§ Task instructions: The answer is a number and only a number: how many lines of the data include the string "smoke"?

§ Information:
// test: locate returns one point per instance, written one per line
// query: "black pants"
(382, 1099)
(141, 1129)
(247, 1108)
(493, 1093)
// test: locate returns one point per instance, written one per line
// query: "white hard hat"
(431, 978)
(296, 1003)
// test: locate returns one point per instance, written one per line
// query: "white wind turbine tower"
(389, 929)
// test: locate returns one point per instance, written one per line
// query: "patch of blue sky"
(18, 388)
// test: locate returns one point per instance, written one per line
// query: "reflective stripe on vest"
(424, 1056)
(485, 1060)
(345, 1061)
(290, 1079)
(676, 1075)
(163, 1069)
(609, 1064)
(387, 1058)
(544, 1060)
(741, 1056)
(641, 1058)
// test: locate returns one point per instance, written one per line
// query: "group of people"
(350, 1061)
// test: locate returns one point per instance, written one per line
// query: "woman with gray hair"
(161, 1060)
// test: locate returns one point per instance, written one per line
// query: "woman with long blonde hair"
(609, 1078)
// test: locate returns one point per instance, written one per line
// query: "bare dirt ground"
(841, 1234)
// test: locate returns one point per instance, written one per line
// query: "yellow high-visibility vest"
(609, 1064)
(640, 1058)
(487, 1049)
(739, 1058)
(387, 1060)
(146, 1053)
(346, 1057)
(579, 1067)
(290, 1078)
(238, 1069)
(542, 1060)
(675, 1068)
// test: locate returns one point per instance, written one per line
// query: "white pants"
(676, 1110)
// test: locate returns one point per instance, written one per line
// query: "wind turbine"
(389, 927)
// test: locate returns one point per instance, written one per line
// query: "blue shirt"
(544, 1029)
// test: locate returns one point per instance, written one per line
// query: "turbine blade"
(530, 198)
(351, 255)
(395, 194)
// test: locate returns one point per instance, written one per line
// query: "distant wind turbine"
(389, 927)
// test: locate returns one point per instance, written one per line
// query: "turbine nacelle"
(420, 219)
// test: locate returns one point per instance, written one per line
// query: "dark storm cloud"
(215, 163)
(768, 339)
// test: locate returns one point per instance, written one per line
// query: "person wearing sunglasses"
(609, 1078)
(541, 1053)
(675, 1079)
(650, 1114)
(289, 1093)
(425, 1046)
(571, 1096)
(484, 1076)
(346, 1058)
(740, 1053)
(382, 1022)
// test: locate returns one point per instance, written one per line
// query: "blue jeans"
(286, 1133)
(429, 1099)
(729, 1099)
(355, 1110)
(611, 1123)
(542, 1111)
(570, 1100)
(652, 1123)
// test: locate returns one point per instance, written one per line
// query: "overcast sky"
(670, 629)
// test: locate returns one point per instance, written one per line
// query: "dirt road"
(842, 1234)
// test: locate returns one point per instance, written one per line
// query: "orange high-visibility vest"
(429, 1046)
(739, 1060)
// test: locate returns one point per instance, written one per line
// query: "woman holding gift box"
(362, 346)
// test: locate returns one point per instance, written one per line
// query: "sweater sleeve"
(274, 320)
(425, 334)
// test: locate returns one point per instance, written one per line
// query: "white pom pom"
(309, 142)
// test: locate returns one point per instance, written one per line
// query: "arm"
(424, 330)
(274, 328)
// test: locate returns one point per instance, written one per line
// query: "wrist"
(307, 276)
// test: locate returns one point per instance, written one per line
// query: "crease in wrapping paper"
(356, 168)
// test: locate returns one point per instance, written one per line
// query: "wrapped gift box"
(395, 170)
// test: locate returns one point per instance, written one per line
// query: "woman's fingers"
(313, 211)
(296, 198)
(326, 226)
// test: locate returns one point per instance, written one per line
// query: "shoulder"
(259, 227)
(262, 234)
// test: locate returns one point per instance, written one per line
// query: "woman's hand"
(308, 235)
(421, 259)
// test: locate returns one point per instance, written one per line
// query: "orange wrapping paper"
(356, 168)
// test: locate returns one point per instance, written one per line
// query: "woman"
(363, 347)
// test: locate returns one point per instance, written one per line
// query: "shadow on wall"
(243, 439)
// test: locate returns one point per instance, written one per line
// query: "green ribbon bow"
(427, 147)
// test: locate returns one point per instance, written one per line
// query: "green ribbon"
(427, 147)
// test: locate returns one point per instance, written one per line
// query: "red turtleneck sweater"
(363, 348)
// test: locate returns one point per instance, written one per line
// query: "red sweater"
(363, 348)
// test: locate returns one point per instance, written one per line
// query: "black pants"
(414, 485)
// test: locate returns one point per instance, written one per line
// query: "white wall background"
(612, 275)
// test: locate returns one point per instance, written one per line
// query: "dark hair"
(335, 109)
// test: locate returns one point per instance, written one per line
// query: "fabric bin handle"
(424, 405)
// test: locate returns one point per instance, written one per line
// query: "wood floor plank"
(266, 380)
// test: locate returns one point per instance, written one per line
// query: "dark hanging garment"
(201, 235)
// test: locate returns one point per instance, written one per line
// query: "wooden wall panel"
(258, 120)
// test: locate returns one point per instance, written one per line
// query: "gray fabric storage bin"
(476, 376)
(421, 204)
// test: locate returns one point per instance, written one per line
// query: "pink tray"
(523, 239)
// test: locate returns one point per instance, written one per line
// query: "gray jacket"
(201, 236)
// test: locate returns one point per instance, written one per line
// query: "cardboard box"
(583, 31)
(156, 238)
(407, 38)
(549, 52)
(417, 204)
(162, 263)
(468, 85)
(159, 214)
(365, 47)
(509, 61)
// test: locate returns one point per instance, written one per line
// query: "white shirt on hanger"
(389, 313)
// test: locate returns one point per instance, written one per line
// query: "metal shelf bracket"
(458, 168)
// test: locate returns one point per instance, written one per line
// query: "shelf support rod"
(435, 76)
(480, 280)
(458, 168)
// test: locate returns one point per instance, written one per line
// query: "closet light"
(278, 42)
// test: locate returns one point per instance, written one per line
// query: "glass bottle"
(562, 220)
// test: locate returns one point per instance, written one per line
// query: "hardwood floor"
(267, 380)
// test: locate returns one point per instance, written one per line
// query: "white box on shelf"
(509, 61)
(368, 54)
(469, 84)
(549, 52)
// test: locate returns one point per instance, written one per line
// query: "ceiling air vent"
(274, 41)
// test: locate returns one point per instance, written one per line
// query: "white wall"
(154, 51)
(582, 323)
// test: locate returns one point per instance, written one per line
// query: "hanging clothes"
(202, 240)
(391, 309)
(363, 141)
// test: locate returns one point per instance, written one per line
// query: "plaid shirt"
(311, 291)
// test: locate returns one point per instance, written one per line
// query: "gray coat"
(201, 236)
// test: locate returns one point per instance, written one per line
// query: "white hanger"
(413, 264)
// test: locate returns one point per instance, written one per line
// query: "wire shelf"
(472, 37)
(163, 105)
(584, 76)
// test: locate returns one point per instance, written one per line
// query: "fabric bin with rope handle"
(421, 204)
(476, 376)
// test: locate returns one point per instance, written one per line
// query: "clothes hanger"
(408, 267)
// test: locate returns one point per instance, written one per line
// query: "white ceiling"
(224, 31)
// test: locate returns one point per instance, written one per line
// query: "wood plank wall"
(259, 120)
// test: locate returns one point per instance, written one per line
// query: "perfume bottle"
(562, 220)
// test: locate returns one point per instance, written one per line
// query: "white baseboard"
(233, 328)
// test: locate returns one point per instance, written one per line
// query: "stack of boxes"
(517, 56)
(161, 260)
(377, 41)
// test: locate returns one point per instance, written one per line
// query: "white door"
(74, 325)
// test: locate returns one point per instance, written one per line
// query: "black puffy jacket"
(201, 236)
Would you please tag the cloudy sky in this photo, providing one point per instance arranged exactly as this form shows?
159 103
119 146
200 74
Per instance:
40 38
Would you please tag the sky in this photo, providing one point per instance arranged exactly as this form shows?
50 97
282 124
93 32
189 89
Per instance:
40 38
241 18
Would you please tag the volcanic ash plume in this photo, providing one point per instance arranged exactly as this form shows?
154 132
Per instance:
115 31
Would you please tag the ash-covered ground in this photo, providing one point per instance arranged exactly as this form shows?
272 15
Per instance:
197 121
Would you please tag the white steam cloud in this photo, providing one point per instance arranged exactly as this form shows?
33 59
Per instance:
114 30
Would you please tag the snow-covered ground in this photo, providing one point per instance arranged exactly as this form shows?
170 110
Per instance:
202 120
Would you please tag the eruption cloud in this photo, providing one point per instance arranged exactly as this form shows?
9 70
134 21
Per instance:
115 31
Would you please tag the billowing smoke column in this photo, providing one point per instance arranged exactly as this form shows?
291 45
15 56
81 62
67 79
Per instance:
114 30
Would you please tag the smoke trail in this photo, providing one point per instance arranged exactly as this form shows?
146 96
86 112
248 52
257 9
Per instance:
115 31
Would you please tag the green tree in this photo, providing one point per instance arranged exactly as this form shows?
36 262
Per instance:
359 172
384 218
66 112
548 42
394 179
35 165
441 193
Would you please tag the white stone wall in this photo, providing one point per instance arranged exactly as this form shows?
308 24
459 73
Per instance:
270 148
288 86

§ Solution below: 2